-------- EXERCISE INPUT
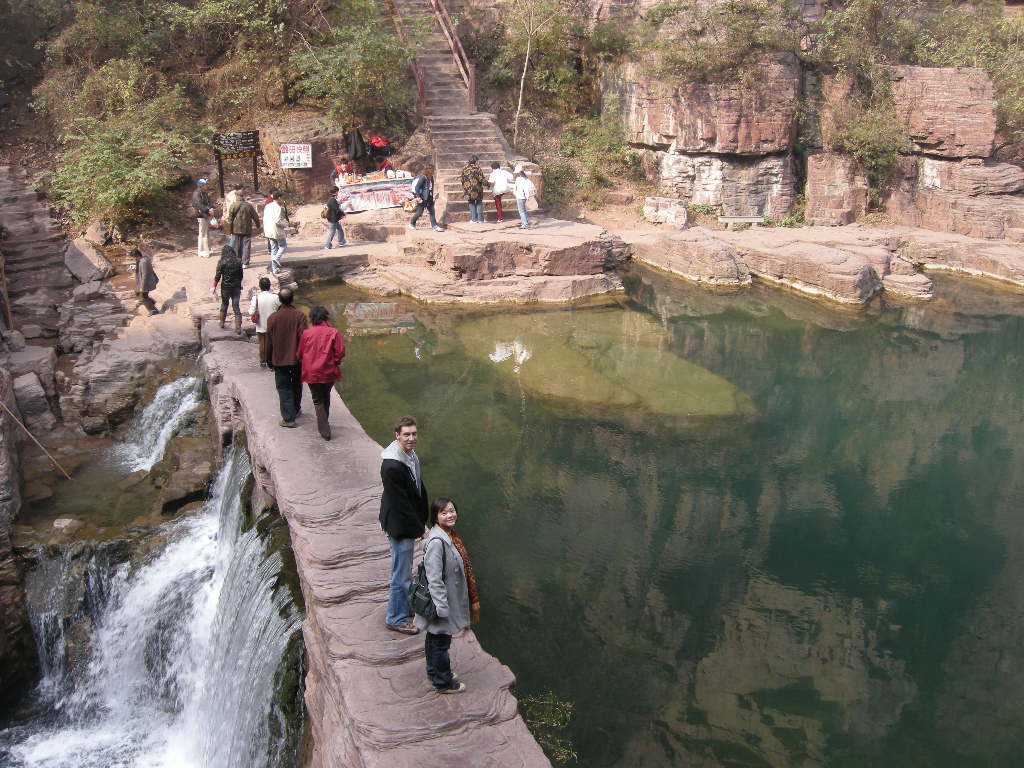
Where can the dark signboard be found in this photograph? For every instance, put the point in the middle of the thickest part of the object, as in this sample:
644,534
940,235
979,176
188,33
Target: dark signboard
237,145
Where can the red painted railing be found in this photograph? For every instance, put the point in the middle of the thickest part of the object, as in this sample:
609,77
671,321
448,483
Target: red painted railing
462,61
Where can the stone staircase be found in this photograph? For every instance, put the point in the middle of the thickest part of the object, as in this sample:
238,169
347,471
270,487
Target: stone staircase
38,282
456,128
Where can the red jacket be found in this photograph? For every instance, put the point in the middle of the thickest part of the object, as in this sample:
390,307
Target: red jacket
321,351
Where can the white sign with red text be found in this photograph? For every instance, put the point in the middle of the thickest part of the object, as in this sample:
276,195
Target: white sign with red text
296,156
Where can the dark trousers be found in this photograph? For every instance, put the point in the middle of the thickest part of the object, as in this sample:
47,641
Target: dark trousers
428,206
288,379
321,394
232,295
438,664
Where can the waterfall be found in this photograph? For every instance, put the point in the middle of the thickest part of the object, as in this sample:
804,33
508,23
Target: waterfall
184,655
165,414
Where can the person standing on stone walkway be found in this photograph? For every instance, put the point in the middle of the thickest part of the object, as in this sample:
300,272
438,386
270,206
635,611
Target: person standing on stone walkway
241,220
423,192
275,229
472,181
524,189
402,517
228,276
145,280
321,350
453,590
334,217
284,331
501,181
262,305
203,207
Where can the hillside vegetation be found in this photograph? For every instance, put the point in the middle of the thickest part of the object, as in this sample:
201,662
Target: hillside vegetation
132,86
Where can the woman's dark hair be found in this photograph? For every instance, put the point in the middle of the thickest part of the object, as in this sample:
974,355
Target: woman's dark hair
439,504
317,315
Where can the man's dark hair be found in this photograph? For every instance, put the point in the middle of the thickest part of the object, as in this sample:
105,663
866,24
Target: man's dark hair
437,507
318,314
406,421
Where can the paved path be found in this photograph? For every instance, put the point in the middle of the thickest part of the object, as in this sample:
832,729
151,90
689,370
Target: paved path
369,699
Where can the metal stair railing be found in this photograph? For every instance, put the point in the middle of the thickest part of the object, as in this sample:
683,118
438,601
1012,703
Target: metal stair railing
462,61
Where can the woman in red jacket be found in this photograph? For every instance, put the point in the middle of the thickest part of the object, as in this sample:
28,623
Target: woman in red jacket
320,353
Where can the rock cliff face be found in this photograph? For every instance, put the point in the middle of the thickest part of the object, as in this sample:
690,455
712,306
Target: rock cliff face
725,144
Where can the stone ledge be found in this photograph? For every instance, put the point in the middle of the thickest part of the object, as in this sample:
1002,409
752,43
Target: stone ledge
369,700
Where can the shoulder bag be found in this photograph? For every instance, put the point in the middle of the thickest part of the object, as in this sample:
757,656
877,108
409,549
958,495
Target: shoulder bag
419,599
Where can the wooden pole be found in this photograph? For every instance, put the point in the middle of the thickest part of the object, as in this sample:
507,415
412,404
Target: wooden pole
43,448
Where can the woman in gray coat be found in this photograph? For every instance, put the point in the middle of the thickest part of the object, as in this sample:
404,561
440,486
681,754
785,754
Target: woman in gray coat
453,588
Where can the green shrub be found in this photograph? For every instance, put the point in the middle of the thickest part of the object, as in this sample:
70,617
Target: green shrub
119,168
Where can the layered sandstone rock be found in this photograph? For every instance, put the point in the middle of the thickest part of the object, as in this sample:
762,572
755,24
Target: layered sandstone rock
330,500
725,144
693,254
837,189
949,111
722,118
738,185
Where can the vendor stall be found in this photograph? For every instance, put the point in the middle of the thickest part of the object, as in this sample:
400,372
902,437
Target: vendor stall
371,195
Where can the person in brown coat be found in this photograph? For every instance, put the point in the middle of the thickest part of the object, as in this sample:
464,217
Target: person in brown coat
284,332
241,221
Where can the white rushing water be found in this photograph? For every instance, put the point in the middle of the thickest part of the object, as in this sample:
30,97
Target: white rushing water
160,420
185,650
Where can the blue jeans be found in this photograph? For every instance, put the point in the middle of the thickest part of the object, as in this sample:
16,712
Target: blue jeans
336,229
278,248
243,247
428,206
401,580
523,216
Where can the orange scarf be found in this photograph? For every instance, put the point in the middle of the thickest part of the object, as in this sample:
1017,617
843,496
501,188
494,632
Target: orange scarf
474,598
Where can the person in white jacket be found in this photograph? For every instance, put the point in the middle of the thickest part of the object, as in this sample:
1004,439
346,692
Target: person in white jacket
262,305
501,181
524,189
274,228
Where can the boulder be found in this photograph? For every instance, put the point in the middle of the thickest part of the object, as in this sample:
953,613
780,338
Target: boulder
40,360
949,111
729,118
86,262
692,254
739,186
837,189
32,402
666,211
465,251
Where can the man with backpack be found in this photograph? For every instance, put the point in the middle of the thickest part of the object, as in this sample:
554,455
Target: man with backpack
472,185
333,213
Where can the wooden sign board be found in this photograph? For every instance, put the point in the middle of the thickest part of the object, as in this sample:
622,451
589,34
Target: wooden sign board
238,145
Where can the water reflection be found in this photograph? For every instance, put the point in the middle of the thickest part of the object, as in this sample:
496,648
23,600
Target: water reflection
835,582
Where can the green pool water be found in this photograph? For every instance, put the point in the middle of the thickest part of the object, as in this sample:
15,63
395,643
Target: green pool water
731,530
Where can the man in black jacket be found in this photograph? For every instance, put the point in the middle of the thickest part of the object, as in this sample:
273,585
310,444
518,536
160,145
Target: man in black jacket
334,217
403,518
203,207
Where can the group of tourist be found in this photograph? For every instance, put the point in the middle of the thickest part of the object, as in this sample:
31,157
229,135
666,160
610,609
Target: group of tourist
241,221
502,181
406,517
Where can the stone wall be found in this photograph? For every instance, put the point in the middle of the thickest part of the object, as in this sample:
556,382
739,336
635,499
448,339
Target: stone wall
726,144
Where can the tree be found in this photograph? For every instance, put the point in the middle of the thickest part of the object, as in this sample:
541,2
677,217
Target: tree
528,20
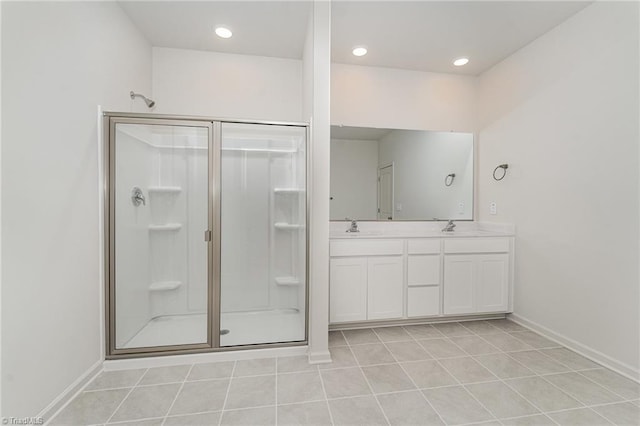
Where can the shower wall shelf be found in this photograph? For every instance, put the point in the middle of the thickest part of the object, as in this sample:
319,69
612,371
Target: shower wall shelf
288,226
165,189
260,150
166,227
164,286
287,281
288,190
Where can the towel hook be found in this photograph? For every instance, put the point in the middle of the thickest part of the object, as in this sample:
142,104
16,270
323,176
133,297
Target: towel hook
504,168
448,181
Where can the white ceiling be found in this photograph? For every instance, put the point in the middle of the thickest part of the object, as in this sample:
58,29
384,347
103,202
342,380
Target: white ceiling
429,35
358,133
263,28
414,35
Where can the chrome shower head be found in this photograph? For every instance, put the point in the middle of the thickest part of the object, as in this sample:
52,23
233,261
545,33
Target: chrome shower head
150,103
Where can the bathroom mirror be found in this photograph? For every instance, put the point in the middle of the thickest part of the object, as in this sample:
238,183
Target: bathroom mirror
396,174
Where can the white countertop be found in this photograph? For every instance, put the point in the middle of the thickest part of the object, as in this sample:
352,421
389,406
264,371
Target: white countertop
372,229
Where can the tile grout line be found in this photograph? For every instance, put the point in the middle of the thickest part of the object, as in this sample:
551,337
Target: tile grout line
127,396
600,384
500,379
367,380
224,403
177,395
544,379
458,381
324,390
409,376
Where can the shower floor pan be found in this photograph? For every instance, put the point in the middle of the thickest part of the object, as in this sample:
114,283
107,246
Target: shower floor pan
245,328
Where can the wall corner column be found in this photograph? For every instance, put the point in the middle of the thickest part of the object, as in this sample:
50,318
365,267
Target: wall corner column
319,215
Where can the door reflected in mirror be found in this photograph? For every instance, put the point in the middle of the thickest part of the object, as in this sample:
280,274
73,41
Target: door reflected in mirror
396,174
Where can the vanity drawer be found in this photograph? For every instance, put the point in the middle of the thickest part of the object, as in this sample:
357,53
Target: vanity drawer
365,248
426,246
476,245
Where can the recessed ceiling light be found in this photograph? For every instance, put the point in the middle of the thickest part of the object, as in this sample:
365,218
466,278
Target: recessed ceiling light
359,51
460,62
223,32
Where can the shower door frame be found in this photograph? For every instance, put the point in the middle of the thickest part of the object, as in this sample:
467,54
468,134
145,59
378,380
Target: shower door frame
214,126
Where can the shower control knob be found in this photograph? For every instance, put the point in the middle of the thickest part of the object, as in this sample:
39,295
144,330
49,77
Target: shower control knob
137,197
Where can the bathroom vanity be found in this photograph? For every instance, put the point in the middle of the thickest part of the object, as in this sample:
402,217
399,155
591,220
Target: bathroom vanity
404,271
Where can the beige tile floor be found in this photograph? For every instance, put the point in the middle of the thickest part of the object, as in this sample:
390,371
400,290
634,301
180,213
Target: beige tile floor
482,372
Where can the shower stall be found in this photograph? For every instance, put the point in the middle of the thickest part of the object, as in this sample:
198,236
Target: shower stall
206,236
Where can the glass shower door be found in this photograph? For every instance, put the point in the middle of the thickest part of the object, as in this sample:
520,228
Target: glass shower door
263,234
159,206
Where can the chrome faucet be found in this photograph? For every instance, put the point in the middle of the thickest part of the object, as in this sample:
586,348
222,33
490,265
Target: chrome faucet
449,226
354,226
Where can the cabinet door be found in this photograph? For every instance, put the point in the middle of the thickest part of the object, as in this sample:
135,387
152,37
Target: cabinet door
423,301
384,294
423,269
459,284
348,289
492,282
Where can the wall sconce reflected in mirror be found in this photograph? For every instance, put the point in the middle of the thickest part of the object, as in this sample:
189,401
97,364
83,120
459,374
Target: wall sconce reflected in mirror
500,175
448,181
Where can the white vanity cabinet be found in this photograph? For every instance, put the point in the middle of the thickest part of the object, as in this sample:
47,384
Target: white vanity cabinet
366,279
423,277
476,275
408,278
348,289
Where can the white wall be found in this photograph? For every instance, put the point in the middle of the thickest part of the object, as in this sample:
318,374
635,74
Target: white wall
189,82
421,162
400,99
60,60
563,112
319,104
354,179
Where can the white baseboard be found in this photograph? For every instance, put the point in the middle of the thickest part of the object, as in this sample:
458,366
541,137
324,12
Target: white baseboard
319,357
594,355
70,392
165,361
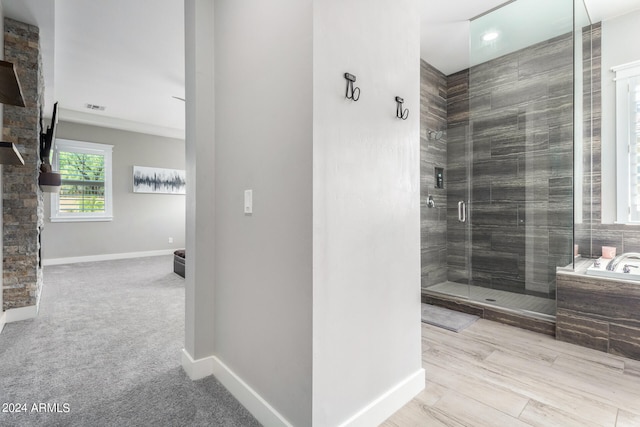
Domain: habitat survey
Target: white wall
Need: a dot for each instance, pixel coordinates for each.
(619, 46)
(366, 299)
(263, 81)
(141, 222)
(310, 306)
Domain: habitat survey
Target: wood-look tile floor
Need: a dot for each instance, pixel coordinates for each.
(492, 375)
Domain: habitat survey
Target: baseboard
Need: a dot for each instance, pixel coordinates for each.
(249, 398)
(256, 405)
(197, 369)
(22, 313)
(105, 257)
(386, 405)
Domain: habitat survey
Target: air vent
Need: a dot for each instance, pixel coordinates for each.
(95, 107)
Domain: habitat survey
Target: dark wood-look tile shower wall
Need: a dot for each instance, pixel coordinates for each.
(521, 135)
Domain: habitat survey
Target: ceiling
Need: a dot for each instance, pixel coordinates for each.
(128, 56)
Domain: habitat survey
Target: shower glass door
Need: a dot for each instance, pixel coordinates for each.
(510, 216)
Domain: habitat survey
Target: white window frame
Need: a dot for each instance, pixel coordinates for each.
(625, 74)
(83, 147)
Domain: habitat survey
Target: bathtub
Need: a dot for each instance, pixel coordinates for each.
(625, 266)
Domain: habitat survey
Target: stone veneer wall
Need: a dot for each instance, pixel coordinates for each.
(22, 199)
(433, 153)
(514, 115)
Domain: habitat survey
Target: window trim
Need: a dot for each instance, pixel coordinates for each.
(623, 76)
(84, 148)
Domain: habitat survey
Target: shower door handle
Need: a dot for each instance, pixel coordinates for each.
(462, 211)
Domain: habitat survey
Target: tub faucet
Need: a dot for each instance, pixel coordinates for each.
(613, 264)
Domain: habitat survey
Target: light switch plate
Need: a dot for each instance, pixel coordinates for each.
(248, 201)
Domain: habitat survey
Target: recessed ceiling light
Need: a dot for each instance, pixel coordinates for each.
(490, 36)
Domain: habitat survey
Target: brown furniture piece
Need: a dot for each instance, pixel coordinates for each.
(178, 262)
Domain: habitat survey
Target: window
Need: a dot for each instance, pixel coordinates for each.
(628, 142)
(85, 194)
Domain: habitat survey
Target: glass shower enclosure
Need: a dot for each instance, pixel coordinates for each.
(510, 158)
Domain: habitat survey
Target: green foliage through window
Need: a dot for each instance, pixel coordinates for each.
(83, 182)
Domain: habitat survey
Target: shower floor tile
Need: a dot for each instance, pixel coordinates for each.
(495, 297)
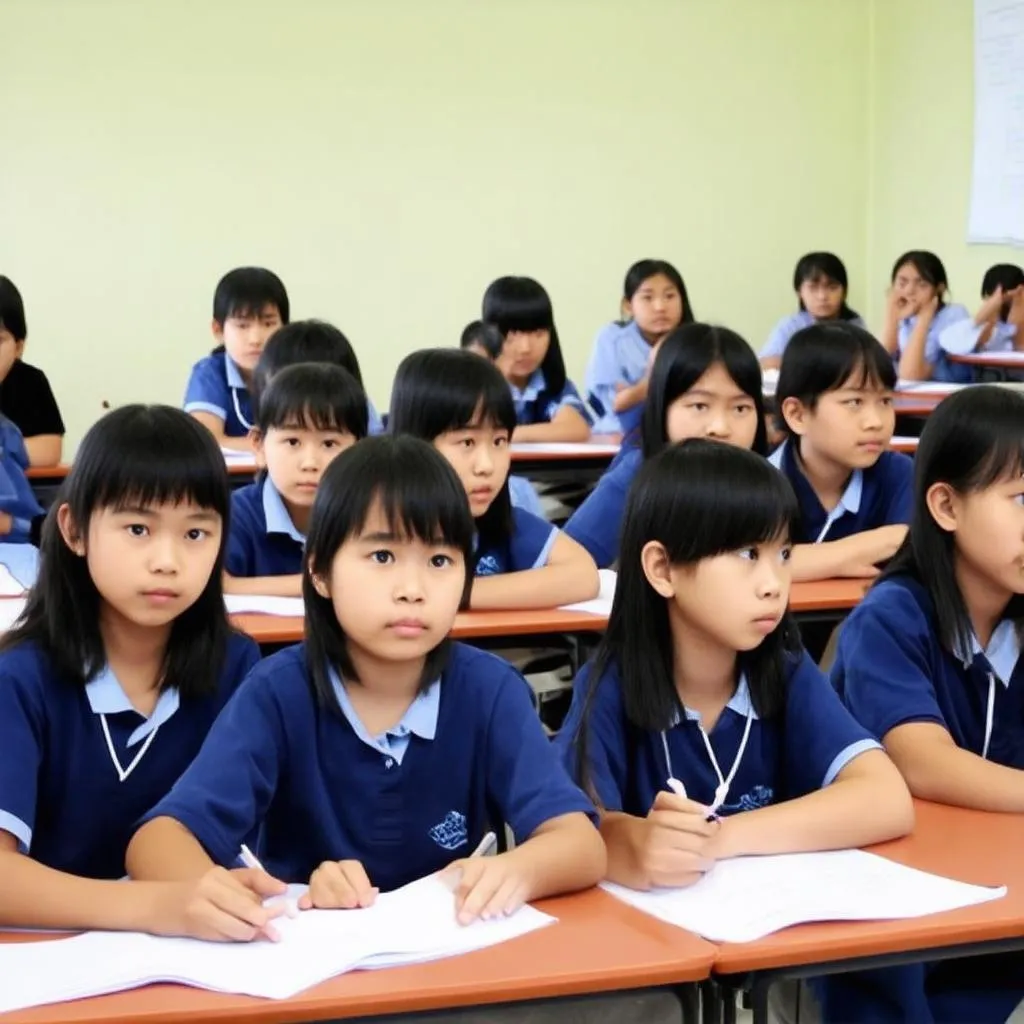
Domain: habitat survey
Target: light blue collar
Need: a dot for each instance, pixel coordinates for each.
(107, 697)
(275, 513)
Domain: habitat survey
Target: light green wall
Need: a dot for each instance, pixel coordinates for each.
(390, 159)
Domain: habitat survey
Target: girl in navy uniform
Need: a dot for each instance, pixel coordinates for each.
(114, 674)
(460, 403)
(930, 663)
(706, 382)
(378, 752)
(700, 727)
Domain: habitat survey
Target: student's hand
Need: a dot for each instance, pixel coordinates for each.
(679, 845)
(222, 906)
(487, 887)
(339, 885)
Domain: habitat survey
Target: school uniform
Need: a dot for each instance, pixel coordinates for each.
(468, 756)
(216, 386)
(527, 547)
(262, 539)
(788, 756)
(535, 403)
(620, 356)
(788, 326)
(890, 670)
(598, 522)
(80, 766)
(879, 496)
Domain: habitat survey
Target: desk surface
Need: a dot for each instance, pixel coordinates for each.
(970, 846)
(598, 945)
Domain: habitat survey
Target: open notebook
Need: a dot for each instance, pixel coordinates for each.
(411, 925)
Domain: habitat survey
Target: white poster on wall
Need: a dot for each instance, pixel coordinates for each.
(997, 179)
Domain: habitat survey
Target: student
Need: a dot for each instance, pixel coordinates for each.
(26, 397)
(462, 406)
(699, 680)
(998, 324)
(547, 403)
(836, 396)
(930, 663)
(820, 284)
(249, 305)
(114, 674)
(307, 416)
(379, 752)
(916, 313)
(706, 382)
(309, 341)
(655, 303)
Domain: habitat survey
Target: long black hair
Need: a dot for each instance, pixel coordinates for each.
(136, 456)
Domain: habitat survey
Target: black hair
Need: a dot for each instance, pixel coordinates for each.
(11, 309)
(522, 304)
(826, 356)
(440, 389)
(420, 496)
(646, 268)
(973, 439)
(247, 291)
(136, 456)
(698, 499)
(684, 357)
(315, 396)
(823, 266)
(486, 336)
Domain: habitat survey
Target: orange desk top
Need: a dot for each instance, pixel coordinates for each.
(970, 846)
(598, 945)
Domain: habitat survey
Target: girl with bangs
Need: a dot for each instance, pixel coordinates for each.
(700, 728)
(460, 403)
(115, 673)
(706, 382)
(547, 403)
(378, 752)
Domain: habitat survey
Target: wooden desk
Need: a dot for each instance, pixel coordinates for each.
(970, 846)
(598, 945)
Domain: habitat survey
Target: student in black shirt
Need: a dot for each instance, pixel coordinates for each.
(25, 392)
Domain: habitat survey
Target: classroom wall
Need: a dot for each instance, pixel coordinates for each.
(921, 144)
(390, 159)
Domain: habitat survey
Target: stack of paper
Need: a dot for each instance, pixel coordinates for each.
(411, 925)
(748, 898)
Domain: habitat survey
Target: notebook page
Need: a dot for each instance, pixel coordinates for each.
(750, 897)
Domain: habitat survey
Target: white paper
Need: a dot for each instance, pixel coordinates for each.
(748, 898)
(411, 925)
(997, 176)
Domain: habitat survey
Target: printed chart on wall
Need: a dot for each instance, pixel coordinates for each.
(997, 181)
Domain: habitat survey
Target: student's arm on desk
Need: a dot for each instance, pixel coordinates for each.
(936, 768)
(854, 556)
(570, 576)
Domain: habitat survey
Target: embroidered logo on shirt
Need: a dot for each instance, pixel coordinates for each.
(452, 833)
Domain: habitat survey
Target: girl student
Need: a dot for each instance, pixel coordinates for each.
(820, 284)
(379, 752)
(547, 404)
(117, 669)
(249, 304)
(930, 663)
(655, 303)
(916, 314)
(308, 415)
(700, 727)
(461, 404)
(706, 382)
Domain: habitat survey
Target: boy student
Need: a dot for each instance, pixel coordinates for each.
(249, 305)
(26, 397)
(308, 414)
(835, 395)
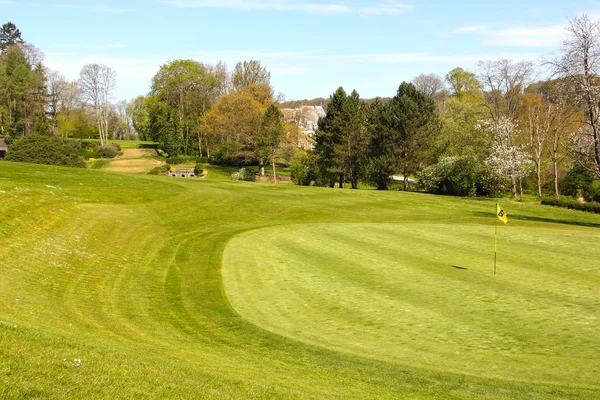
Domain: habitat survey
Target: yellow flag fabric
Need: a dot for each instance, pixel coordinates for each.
(501, 214)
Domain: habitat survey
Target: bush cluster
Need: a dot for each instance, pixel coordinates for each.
(456, 176)
(109, 150)
(581, 182)
(573, 204)
(229, 154)
(160, 170)
(243, 175)
(45, 149)
(181, 160)
(303, 170)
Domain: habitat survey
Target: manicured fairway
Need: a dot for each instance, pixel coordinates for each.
(111, 286)
(423, 294)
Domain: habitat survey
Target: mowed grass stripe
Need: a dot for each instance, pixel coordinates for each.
(141, 301)
(390, 292)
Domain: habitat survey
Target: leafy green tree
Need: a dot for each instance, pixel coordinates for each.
(463, 84)
(329, 136)
(459, 136)
(415, 125)
(45, 149)
(186, 89)
(249, 72)
(269, 137)
(235, 121)
(9, 35)
(382, 152)
(22, 93)
(350, 153)
(137, 110)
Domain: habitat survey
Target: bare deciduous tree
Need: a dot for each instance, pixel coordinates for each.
(429, 84)
(579, 67)
(249, 72)
(97, 83)
(504, 82)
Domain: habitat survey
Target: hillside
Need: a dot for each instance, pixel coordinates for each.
(137, 286)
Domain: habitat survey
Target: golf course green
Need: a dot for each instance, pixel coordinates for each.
(136, 286)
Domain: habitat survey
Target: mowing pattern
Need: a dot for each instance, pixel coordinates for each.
(111, 287)
(423, 295)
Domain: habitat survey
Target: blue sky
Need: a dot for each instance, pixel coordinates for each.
(311, 47)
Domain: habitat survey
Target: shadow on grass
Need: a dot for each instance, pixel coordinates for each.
(531, 218)
(148, 146)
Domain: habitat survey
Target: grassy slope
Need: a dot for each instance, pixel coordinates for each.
(123, 273)
(401, 293)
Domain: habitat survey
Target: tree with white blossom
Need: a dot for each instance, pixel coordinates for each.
(506, 158)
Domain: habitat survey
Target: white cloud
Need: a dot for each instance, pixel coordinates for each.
(548, 36)
(110, 46)
(470, 28)
(518, 36)
(94, 8)
(386, 7)
(135, 72)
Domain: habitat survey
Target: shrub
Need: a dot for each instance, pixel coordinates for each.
(160, 170)
(573, 204)
(108, 150)
(232, 154)
(181, 160)
(457, 176)
(45, 149)
(243, 175)
(303, 170)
----------------
**GOAL:** Give the number of lines in the material above that contain the string "pool", treating case as significant. Reply with the number alone.

**REPLY:** 2